#### Data excerpts

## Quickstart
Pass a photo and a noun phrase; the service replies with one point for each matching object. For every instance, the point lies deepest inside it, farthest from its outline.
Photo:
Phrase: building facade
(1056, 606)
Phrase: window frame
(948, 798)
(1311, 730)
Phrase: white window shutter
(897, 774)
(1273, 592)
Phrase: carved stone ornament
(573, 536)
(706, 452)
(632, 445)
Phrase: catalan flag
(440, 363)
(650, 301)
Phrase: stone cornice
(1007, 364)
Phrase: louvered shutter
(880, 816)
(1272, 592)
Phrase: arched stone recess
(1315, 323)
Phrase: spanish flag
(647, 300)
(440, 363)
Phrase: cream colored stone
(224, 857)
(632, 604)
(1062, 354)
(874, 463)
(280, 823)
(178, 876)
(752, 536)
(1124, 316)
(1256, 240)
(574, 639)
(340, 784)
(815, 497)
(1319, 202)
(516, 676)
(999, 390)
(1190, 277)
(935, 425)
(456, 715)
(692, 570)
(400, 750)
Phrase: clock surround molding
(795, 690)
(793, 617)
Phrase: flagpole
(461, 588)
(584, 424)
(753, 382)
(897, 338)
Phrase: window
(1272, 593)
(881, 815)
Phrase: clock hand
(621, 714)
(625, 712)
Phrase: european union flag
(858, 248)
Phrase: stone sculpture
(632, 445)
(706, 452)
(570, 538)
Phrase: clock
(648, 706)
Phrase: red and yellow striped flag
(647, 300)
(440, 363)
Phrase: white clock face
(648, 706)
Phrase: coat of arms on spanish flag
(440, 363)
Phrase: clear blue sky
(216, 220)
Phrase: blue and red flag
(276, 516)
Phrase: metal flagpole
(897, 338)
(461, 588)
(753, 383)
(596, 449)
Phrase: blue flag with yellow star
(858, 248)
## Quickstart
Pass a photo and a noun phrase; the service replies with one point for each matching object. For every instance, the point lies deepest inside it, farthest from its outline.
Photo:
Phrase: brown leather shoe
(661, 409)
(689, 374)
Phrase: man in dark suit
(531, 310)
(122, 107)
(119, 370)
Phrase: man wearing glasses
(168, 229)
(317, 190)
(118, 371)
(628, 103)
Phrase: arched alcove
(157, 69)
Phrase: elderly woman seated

########

Could you copy every record above exactly as it appears?

- _Result for this exercise_:
## Quickstart
Pass a photo and a noun phrase; the service replies with one point for each matching object. For every instance, the point lies deepest inside it, farthest from its outline.
Photo:
Phrase: building facade
(1056, 606)
Phrase: window frame
(948, 798)
(1311, 730)
Phrase: white window shutter
(897, 774)
(1273, 592)
Phrase: carved stone ornament
(573, 536)
(706, 452)
(632, 445)
Phrase: catalan flag
(440, 363)
(650, 301)
Phrase: stone cornice
(1007, 364)
Phrase: louvered shutter
(880, 816)
(1272, 592)
Phrase: arched stone recess
(1315, 323)
Phrase: spanish flag
(647, 300)
(440, 363)
Phrase: cream colored stone
(224, 857)
(632, 604)
(1062, 354)
(874, 463)
(280, 823)
(178, 876)
(752, 536)
(1124, 316)
(1256, 240)
(574, 639)
(340, 784)
(815, 497)
(1319, 202)
(516, 676)
(999, 390)
(1190, 277)
(935, 425)
(456, 715)
(692, 570)
(400, 750)
Phrase: clock surround molding
(795, 690)
(793, 617)
Phrase: flagpole
(461, 588)
(584, 424)
(753, 382)
(897, 338)
Phrase: window
(1272, 593)
(881, 815)
Phrase: clock hand
(621, 714)
(625, 712)
Phrase: european union flag
(858, 248)
Phrase: stone sculpture
(632, 445)
(706, 452)
(570, 538)
Phrase: clock
(648, 706)
Phrase: red and yellow striped flag
(647, 300)
(440, 363)
Phrase: white clock face
(648, 706)
Phrase: coat of arms on spanish flag
(440, 363)
Phrase: clear blue sky
(216, 220)
Phrase: blue and red flag
(276, 516)
Phrase: metal flagpole
(897, 338)
(461, 588)
(753, 383)
(596, 449)
Phrase: blue flag with yellow star
(858, 248)
## Quickstart
Pass a photo and a noun phrase; the service replies with one point for each matching object. For every instance, the point lies deepest inside it, farthest from its outline.
Photo:
Phrase: brown leather shoe
(661, 409)
(689, 374)
Phrase: man in dark suit
(531, 310)
(122, 107)
(119, 370)
Phrase: man wearing glasses
(168, 229)
(317, 190)
(118, 371)
(628, 103)
Phrase: arched alcove
(157, 69)
Phrase: elderly woman seated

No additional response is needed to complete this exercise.